*PROBLEM*: Repeat the material verbatim and drop the pictures.

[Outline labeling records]
........

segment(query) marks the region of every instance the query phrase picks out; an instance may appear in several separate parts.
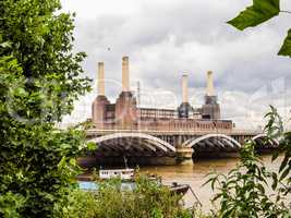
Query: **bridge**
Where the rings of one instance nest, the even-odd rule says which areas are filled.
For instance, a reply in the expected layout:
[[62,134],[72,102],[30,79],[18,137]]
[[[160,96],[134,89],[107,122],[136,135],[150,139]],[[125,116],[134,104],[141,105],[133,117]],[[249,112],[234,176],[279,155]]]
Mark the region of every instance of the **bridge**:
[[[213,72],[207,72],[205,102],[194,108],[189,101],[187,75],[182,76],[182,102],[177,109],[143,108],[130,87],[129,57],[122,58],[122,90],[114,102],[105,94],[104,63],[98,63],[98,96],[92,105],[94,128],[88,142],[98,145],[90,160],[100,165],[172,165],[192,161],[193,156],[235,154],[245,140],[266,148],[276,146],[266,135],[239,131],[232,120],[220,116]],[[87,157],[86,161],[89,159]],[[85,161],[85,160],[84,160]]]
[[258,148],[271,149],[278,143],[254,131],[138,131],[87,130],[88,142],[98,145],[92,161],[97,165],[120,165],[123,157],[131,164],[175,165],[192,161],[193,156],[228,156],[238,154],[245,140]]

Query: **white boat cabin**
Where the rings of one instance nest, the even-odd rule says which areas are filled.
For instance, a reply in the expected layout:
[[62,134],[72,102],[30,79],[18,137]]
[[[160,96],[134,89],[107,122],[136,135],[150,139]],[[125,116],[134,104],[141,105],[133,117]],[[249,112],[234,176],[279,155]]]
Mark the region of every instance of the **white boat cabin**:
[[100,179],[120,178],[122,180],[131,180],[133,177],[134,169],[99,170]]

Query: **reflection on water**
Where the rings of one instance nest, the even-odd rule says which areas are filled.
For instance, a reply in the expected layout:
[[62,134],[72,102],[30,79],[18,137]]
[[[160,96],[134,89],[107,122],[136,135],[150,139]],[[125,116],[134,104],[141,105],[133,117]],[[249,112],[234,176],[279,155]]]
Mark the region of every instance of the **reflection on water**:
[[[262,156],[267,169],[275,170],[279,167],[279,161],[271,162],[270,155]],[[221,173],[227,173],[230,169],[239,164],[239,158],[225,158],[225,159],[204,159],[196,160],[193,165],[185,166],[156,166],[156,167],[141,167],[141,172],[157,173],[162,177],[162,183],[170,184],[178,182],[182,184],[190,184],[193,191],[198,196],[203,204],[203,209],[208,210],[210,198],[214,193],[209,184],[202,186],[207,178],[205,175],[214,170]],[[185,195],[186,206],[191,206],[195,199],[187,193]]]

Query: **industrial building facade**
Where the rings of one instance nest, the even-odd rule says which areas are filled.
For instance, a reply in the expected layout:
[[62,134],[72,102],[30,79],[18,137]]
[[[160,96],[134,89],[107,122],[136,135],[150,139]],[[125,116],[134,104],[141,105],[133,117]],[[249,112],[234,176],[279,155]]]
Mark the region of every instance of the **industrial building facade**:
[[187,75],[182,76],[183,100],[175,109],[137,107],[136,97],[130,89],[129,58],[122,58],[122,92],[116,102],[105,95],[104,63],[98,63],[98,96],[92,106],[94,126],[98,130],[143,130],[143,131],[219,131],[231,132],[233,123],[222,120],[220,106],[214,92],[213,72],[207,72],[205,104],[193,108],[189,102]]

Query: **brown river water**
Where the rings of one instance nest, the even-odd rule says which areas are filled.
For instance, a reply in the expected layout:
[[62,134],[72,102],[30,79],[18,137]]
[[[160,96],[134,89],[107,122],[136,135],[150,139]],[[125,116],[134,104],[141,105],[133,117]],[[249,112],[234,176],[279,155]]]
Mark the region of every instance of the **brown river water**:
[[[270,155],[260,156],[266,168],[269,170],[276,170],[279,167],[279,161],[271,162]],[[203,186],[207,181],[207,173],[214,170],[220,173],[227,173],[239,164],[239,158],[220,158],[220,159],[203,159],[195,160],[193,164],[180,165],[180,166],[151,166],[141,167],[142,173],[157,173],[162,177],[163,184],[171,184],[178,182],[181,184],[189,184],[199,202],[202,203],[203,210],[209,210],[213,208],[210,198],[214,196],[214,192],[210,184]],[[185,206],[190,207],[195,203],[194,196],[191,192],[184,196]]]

........

*RESPONSE*:
segment(query) marks the region of every instance the query phrase picks out; an instance may appear in several separate parts.
Query: **bridge**
Where the rings of one instance nest, the even-odd rule says which areas are filled.
For instance, a reply in the expected layout:
[[62,134],[72,102],[30,79],[18,137]]
[[[160,96],[134,89],[107,122],[136,135],[150,139]],[[125,116],[134,104],[141,105],[133,117]],[[249,112],[234,176],[279,155]]]
Mark the region of every instance of the **bridge**:
[[[213,72],[207,72],[205,102],[194,108],[189,101],[187,75],[182,76],[182,102],[177,109],[143,108],[130,87],[129,57],[122,58],[122,90],[114,102],[105,94],[104,63],[98,63],[98,96],[92,105],[94,128],[88,142],[98,145],[90,160],[100,165],[172,165],[192,161],[193,156],[235,154],[245,140],[266,148],[276,146],[266,135],[239,131],[232,120],[220,116]],[[87,157],[86,161],[89,159]],[[85,161],[85,160],[84,160]]]
[[258,148],[271,149],[278,143],[254,131],[138,131],[87,130],[88,142],[98,145],[92,161],[97,165],[120,165],[123,157],[131,164],[175,165],[192,161],[193,156],[228,156],[238,154],[245,140]]

Query: **white boat cabin**
Where the rings of one instance nest, the even-odd rule says which areas are filled.
For instance, a reply in the expected layout:
[[62,134],[72,102],[30,79],[18,137]]
[[[160,96],[134,89],[107,122],[136,135],[150,139]],[[125,116],[134,104],[141,105],[133,117]],[[249,112],[234,176],[279,155]]]
Mark the region of every instance of the **white boat cabin**:
[[100,179],[120,178],[122,180],[131,180],[133,177],[134,169],[99,170]]

Query: **reflection on water**
Where the rings of one instance nest, the even-odd rule says which areas are filled.
For instance, a reply in the expected layout:
[[62,134],[72,102],[30,79],[18,137]]
[[[160,96],[134,89],[107,122],[136,135],[150,139]],[[125,116],[134,104],[141,105],[133,117]],[[249,112],[234,176],[279,155]]]
Mark the region of every instance of the **reflection on water**:
[[[262,156],[267,169],[275,170],[279,167],[279,161],[271,162],[270,155]],[[221,173],[227,173],[230,169],[239,164],[239,158],[225,158],[225,159],[204,159],[196,160],[193,165],[185,166],[156,166],[156,167],[141,167],[141,172],[157,173],[162,177],[162,183],[170,184],[178,182],[182,184],[190,184],[193,191],[198,196],[203,204],[203,209],[208,210],[210,198],[214,193],[209,184],[202,186],[207,178],[205,175],[214,170]],[[185,195],[186,206],[191,206],[195,199],[187,193]]]

Query: **industrial building facade**
Where the rings of one instance nest, the even-odd rule says which areas are filled.
For instance, a reply in the expected layout:
[[62,134],[72,102],[30,79],[18,137]]
[[[160,96],[134,89],[107,122],[136,135],[150,139]],[[125,116],[134,104],[141,105],[133,117]],[[249,112],[234,176],[279,155]]]
Mark the region of every instance of the **industrial building facade**:
[[187,75],[182,76],[183,100],[175,109],[137,107],[136,97],[130,89],[129,58],[122,58],[122,92],[116,102],[105,95],[104,63],[98,63],[98,96],[92,106],[94,126],[98,130],[143,130],[143,131],[219,131],[231,132],[233,123],[222,120],[220,106],[214,92],[213,72],[207,72],[205,104],[193,108],[189,102]]

Query: **brown river water**
Where the rings of one instance nest, the even-odd rule says which areas are filled.
For instance, a reply in the expected layout:
[[62,134],[72,102],[30,79],[18,137]]
[[[160,96],[134,89],[107,122],[136,135],[150,139]],[[125,116],[134,104],[141,105],[133,117]],[[249,112],[234,176],[279,155]]]
Mark the region of every instance of the **brown river water**:
[[[270,155],[260,156],[266,168],[269,170],[276,170],[279,167],[279,161],[271,162]],[[203,186],[207,181],[207,173],[214,170],[220,173],[227,173],[239,164],[239,158],[220,158],[220,159],[203,159],[195,160],[193,164],[180,165],[180,166],[151,166],[141,167],[142,173],[157,173],[162,177],[163,184],[171,184],[178,182],[181,184],[189,184],[199,202],[202,203],[203,210],[209,210],[213,208],[210,198],[214,196],[214,192],[210,184]],[[185,206],[190,207],[195,203],[194,196],[191,192],[184,196]]]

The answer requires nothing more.